[Shape boundary entries]
=-=-=

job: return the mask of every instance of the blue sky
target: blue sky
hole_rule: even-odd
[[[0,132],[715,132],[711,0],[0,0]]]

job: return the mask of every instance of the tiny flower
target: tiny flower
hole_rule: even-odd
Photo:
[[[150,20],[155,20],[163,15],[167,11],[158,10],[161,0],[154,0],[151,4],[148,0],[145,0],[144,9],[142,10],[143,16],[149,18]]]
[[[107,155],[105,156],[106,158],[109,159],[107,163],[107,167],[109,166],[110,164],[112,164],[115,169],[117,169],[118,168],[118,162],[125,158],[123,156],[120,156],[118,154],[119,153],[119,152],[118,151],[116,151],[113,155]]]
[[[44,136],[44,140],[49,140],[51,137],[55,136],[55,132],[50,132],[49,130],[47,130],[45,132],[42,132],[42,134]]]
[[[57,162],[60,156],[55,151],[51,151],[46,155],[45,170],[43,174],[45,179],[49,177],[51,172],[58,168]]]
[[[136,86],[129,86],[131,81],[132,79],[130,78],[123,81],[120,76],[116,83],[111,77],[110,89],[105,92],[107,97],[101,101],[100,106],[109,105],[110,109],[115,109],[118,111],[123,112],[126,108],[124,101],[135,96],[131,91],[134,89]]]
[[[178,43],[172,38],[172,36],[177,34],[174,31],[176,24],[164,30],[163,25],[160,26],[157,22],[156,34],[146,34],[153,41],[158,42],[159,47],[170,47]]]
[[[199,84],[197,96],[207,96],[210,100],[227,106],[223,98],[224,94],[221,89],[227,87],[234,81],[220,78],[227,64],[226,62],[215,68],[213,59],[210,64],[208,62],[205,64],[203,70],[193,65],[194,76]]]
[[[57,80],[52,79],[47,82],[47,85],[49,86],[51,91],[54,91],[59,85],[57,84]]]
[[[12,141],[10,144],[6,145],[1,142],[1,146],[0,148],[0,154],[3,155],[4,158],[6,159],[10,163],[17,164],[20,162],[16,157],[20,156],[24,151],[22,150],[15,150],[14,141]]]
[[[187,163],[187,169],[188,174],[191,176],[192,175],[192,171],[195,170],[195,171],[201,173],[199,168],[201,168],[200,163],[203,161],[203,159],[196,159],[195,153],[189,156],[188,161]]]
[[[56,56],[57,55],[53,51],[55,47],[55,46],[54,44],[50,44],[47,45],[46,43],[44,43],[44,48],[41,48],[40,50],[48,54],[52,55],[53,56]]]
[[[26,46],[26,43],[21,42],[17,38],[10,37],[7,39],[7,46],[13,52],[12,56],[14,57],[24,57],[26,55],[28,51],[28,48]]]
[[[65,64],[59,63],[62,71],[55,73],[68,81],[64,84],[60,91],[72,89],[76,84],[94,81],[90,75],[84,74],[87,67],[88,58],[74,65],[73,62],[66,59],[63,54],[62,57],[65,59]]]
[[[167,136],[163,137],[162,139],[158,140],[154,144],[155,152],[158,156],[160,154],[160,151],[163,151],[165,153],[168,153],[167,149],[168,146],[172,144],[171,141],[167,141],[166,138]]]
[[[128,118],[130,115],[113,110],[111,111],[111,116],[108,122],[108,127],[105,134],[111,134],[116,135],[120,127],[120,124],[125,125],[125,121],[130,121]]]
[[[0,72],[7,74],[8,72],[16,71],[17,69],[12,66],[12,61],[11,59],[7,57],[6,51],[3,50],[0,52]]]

=-=-=

◆ **Task to complete**: Recast each line of the items above as a row in a Markdown table with two columns: n for the row number and Line for the line's text. Leave out blank lines.

◆ **Expected answer**:
| n | Line |
|---|---|
| 1 | job: return the mask of every instance of the blue sky |
| 2 | target: blue sky |
| 3 | hole_rule: even-odd |
| 4 | [[[0,132],[715,132],[711,0],[0,0]]] |
| 5 | job: return the mask of every instance of the tiny flower |
| 6 | target: tiny flower |
| 7 | hole_rule: even-odd |
| 8 | Photo: |
| 9 | [[[150,20],[155,20],[163,15],[167,11],[158,10],[161,0],[154,0],[151,4],[148,0],[145,0],[144,9],[142,10],[143,16],[149,18]]] |
| 10 | [[[107,155],[105,156],[106,158],[109,159],[107,163],[107,167],[109,166],[110,164],[112,164],[115,169],[117,169],[118,168],[118,162],[125,158],[123,156],[120,156],[118,154],[119,153],[119,152],[118,151],[116,151],[113,155]]] |
| 11 | [[[44,136],[44,140],[49,140],[51,137],[55,136],[55,132],[50,132],[49,130],[47,130],[45,132],[42,132],[42,134]]] |
| 12 | [[[57,162],[60,156],[55,151],[51,151],[46,155],[45,170],[43,174],[45,179],[49,177],[51,172],[58,168]]] |
| 13 | [[[136,86],[129,86],[131,81],[132,79],[130,78],[123,81],[120,76],[116,83],[111,77],[110,89],[105,92],[107,97],[101,101],[100,106],[109,105],[110,109],[115,109],[118,111],[123,112],[126,108],[124,101],[135,96],[131,91],[134,89]]] |
| 14 | [[[178,43],[172,38],[172,36],[177,34],[174,31],[176,24],[164,30],[163,25],[160,26],[157,22],[156,34],[146,34],[153,41],[158,42],[159,47],[170,47]]] |
| 15 | [[[199,84],[197,96],[207,96],[210,100],[227,106],[223,98],[224,94],[221,89],[227,87],[234,81],[220,78],[227,64],[226,62],[215,68],[213,59],[210,64],[208,62],[205,64],[203,70],[193,65],[194,76]]] |
| 16 | [[[57,80],[52,79],[47,82],[47,85],[49,86],[51,91],[54,91],[59,85],[57,84]]] |
| 17 | [[[12,141],[10,144],[6,145],[1,142],[1,146],[0,148],[0,154],[3,155],[4,158],[6,159],[10,163],[17,164],[20,162],[16,157],[20,156],[24,151],[22,150],[15,150],[14,141]]] |
| 18 | [[[187,163],[187,169],[188,174],[191,176],[192,175],[192,171],[195,170],[195,171],[201,173],[199,168],[201,168],[200,163],[203,161],[203,159],[196,159],[195,153],[189,156],[188,161]]] |
| 19 | [[[56,56],[57,55],[53,51],[55,47],[55,46],[54,44],[50,44],[47,45],[46,43],[44,43],[44,48],[41,48],[40,50],[48,54],[52,55],[53,56]]] |
| 20 | [[[26,46],[26,43],[21,42],[17,38],[10,37],[7,39],[7,46],[13,52],[12,56],[14,57],[24,57],[26,55],[28,51],[28,48]]] |
| 21 | [[[65,64],[59,63],[62,71],[55,73],[68,81],[64,84],[60,91],[72,89],[76,84],[94,81],[90,75],[84,74],[87,67],[88,58],[74,65],[73,62],[66,59],[63,54],[62,57],[65,59]]] |
| 22 | [[[167,136],[163,137],[162,139],[158,140],[154,144],[155,152],[158,156],[160,154],[160,151],[163,151],[165,153],[168,153],[167,149],[168,146],[172,144],[171,141],[167,141],[166,138]]] |
| 23 | [[[128,118],[130,115],[113,110],[111,111],[111,116],[108,122],[108,127],[105,134],[111,134],[116,135],[120,127],[120,124],[125,125],[125,121],[130,121]]] |
| 24 | [[[0,72],[7,74],[8,72],[16,71],[17,69],[12,66],[12,61],[11,59],[7,57],[6,51],[3,50],[0,52]]] |